EXERCISE INPUT START

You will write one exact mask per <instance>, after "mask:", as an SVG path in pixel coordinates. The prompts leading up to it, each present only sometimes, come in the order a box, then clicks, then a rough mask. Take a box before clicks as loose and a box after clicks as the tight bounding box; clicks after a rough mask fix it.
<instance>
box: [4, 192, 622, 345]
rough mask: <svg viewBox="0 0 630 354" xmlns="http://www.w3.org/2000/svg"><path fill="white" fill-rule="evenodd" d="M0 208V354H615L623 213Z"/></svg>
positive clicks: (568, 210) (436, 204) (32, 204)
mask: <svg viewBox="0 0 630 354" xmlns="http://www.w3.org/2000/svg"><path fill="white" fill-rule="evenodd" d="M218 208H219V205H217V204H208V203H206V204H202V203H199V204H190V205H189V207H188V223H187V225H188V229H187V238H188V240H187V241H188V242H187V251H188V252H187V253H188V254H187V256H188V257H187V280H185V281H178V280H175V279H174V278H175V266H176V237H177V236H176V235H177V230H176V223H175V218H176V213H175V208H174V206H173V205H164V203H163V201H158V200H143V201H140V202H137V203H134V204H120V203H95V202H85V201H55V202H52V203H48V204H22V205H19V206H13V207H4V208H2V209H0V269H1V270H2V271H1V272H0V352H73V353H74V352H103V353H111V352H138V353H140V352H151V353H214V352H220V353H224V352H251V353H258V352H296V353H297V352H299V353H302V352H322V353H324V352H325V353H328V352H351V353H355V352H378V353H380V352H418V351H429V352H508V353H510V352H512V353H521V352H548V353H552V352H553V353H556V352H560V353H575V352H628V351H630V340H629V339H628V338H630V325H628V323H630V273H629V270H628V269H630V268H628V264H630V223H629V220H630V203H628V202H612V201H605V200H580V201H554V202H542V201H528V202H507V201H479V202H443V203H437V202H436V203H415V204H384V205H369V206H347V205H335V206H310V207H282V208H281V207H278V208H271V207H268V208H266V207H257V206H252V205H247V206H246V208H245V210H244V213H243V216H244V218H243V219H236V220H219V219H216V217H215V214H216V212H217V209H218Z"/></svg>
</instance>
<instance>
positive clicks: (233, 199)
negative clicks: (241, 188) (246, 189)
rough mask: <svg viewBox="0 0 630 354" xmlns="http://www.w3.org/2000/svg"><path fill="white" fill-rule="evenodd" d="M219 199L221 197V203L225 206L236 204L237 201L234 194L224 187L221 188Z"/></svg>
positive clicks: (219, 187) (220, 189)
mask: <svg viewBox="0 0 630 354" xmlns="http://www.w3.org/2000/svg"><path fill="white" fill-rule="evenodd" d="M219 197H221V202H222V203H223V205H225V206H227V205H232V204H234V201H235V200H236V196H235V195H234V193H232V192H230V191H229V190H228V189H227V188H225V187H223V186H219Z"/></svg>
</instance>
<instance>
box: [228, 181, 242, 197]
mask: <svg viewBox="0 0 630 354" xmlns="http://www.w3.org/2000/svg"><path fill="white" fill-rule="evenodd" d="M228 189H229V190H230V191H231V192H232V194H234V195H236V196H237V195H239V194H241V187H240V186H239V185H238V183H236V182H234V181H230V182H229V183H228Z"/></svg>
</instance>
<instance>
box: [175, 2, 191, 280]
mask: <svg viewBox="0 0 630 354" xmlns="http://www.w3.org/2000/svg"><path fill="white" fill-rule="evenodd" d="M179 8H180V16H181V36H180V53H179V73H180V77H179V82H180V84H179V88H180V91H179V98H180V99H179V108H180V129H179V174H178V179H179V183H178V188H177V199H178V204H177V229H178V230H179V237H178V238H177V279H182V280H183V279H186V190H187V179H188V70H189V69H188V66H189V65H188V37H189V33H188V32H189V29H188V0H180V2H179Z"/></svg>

EXERCISE INPUT END

All the data above must be copied again. Leave nothing out.

You will write one exact mask per <instance>, after "mask:", as an SVG path in pixel coordinates. The prompts leading up to it, each present only sometimes, come in the order a box, then clicks, then a rough mask. Take a box before clicks as loose and a box after clicks as the tight bounding box; clicks after a rough mask fix it.
<instance>
box: [4, 192, 622, 345]
rough mask: <svg viewBox="0 0 630 354" xmlns="http://www.w3.org/2000/svg"><path fill="white" fill-rule="evenodd" d="M0 208V354H615L623 213Z"/></svg>
positive clicks: (568, 210) (436, 204) (32, 204)
mask: <svg viewBox="0 0 630 354" xmlns="http://www.w3.org/2000/svg"><path fill="white" fill-rule="evenodd" d="M218 208H219V205H217V204H208V203H206V204H202V203H199V204H190V205H189V207H188V223H187V225H188V229H187V238H188V240H187V241H188V242H187V251H188V252H187V253H188V254H187V256H188V257H187V280H185V281H178V280H175V279H174V278H175V266H176V237H177V236H176V235H177V230H176V223H175V218H176V213H175V208H174V206H173V205H164V203H163V201H158V200H143V201H140V202H137V203H134V204H120V203H95V202H85V201H55V202H52V203H48V204H22V205H19V206H13V207H4V208H2V209H0V269H1V270H2V271H1V272H0V352H73V353H74V352H103V353H111V352H138V353H140V352H151V353H214V352H220V353H224V352H251V353H258V352H296V353H297V352H299V353H302V352H322V353H324V352H325V353H328V352H351V353H355V352H378V353H380V352H418V351H429V352H508V353H510V352H512V353H521V352H548V353H552V352H553V353H556V352H560V353H575V352H628V351H630V340H629V339H628V338H630V325H628V323H630V273H629V270H628V269H630V268H628V264H630V223H629V220H630V203H628V202H612V201H605V200H580V201H554V202H542V201H528V202H507V201H479V202H443V203H437V202H436V203H415V204H384V205H369V206H347V205H335V206H310V207H282V208H281V207H278V208H271V207H268V208H266V207H257V206H252V205H247V206H246V208H245V210H244V213H243V216H244V218H243V219H236V220H219V219H216V217H215V214H216V212H217V209H218Z"/></svg>
</instance>
<instance>
positive clicks: (233, 199)
negative clicks: (241, 188) (246, 189)
rough mask: <svg viewBox="0 0 630 354" xmlns="http://www.w3.org/2000/svg"><path fill="white" fill-rule="evenodd" d="M219 199L221 197V203L225 206L236 204L237 201L234 194L224 187L221 188Z"/></svg>
positive clicks: (219, 187) (220, 189)
mask: <svg viewBox="0 0 630 354" xmlns="http://www.w3.org/2000/svg"><path fill="white" fill-rule="evenodd" d="M219 197H221V202H222V203H223V205H225V206H227V205H232V204H234V201H235V200H236V196H235V195H234V193H232V192H230V191H229V190H228V189H227V188H225V187H223V186H219Z"/></svg>
</instance>
<instance>
box: [228, 181, 242, 197]
mask: <svg viewBox="0 0 630 354" xmlns="http://www.w3.org/2000/svg"><path fill="white" fill-rule="evenodd" d="M228 189H229V190H230V191H231V192H232V194H234V195H236V196H237V195H239V194H241V187H240V186H239V185H238V183H236V182H234V181H230V182H229V183H228Z"/></svg>
</instance>
<instance>
box: [175, 2, 191, 280]
mask: <svg viewBox="0 0 630 354" xmlns="http://www.w3.org/2000/svg"><path fill="white" fill-rule="evenodd" d="M179 8H180V16H181V36H180V53H179V73H180V77H179V82H180V84H179V88H180V91H179V98H180V99H179V108H180V129H179V174H178V179H179V183H178V188H177V199H178V204H177V229H178V230H179V237H178V238H177V279H182V280H183V279H186V190H187V179H188V70H189V69H188V66H189V65H188V37H189V33H188V32H189V29H188V0H180V2H179Z"/></svg>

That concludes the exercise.